Source data:
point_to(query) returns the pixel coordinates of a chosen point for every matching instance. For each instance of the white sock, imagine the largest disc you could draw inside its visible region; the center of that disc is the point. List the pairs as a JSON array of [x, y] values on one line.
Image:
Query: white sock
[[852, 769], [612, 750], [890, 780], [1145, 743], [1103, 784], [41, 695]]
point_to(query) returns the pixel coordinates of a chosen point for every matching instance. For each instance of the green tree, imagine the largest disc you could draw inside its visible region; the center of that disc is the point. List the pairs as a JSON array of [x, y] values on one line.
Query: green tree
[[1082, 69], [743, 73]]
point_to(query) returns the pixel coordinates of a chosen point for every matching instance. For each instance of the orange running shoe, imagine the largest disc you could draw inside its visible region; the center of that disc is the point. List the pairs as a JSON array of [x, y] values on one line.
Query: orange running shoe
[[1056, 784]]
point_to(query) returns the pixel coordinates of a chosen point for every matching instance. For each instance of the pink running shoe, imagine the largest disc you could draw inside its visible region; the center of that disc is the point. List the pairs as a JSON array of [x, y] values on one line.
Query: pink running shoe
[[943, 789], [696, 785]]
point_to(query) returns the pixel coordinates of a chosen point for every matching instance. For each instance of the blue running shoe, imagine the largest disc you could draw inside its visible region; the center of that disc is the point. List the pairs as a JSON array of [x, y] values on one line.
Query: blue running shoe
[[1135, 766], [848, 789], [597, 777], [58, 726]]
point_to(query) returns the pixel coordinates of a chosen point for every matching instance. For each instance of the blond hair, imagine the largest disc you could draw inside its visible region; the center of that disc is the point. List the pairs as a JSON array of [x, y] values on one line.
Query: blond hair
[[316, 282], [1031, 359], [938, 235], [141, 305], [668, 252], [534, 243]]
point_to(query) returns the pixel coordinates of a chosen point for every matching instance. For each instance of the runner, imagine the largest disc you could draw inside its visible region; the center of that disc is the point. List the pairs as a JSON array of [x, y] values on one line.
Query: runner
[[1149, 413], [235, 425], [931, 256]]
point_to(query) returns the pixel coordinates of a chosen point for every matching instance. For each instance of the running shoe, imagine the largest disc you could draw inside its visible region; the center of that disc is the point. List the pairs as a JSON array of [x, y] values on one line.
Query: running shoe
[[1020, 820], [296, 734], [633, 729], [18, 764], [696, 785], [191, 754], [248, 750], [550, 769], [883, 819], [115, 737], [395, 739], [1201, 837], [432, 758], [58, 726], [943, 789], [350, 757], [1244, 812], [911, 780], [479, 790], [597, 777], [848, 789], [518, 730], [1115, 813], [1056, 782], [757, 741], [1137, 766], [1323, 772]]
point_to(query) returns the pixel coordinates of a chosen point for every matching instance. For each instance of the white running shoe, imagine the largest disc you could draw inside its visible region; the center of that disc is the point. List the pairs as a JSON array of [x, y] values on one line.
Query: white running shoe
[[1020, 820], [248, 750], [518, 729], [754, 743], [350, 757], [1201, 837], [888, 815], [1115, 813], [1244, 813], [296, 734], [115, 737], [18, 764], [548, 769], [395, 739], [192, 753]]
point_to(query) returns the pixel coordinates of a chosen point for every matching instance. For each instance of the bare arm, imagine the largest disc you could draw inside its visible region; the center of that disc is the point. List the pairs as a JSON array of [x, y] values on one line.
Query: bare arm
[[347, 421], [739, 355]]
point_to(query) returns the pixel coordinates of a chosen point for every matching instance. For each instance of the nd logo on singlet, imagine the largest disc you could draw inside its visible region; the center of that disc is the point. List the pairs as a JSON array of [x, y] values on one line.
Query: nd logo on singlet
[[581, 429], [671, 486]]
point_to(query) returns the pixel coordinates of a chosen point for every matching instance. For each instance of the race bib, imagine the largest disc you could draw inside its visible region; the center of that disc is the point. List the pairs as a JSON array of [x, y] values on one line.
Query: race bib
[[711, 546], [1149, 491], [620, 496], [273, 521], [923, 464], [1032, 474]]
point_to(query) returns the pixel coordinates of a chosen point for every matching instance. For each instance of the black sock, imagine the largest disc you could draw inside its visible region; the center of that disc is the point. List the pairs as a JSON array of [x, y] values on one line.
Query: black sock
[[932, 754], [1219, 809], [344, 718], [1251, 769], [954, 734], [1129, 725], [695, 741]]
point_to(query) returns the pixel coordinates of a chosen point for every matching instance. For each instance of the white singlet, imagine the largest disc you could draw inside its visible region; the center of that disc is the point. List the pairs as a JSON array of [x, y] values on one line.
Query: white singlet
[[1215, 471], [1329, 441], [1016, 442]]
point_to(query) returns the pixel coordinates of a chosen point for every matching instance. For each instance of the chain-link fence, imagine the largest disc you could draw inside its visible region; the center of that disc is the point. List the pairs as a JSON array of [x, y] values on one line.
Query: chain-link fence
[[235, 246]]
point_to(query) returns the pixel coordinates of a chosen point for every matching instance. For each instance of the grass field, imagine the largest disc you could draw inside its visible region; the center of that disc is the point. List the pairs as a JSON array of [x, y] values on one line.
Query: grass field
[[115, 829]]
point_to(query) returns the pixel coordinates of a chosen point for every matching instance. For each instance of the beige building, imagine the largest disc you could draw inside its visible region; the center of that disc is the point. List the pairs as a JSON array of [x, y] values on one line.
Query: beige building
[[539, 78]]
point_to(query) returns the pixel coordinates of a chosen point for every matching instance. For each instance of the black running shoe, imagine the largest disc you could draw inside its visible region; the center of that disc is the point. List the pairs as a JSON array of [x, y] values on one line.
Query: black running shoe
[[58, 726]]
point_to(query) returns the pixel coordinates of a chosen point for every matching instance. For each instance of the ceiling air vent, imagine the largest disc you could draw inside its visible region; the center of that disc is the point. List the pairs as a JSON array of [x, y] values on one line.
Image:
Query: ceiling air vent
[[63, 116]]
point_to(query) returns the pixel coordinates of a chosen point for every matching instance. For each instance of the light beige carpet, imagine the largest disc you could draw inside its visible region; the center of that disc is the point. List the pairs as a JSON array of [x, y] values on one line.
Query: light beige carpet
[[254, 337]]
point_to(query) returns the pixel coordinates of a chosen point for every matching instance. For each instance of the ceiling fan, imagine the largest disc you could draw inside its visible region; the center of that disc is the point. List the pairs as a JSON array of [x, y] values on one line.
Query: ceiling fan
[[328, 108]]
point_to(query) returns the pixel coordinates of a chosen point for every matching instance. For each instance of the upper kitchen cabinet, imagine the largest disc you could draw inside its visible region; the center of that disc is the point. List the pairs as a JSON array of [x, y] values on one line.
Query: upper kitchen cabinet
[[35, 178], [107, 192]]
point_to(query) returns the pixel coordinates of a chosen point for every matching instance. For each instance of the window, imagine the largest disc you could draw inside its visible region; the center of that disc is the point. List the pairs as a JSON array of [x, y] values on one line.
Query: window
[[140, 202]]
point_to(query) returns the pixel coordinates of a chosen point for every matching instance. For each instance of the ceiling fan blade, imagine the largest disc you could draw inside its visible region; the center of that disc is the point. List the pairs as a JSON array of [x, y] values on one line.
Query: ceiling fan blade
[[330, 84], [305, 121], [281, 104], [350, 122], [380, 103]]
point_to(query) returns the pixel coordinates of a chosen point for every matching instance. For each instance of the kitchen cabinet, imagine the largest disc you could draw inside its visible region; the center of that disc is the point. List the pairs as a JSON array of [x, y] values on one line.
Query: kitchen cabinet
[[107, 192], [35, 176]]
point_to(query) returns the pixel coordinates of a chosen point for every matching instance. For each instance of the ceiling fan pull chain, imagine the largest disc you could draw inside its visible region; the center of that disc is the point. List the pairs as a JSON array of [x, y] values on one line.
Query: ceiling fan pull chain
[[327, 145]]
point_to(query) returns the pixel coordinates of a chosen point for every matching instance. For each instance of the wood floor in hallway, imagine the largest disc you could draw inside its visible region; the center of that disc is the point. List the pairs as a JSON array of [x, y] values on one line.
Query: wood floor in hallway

*YOUR INSTRUCTIONS*
Check the entries above line by line and return each one containing the word "floor".

*TASK RESULT*
point_to(query) returns the pixel coordinates of a chosen point for every matching instance. For each instance of the wood floor in hallway, imagine the largest disc you could draw inside its visible region; the center of that disc is the point. List the pairs as a JSON array of [x, y] values on one line.
Query: wood floor in hallway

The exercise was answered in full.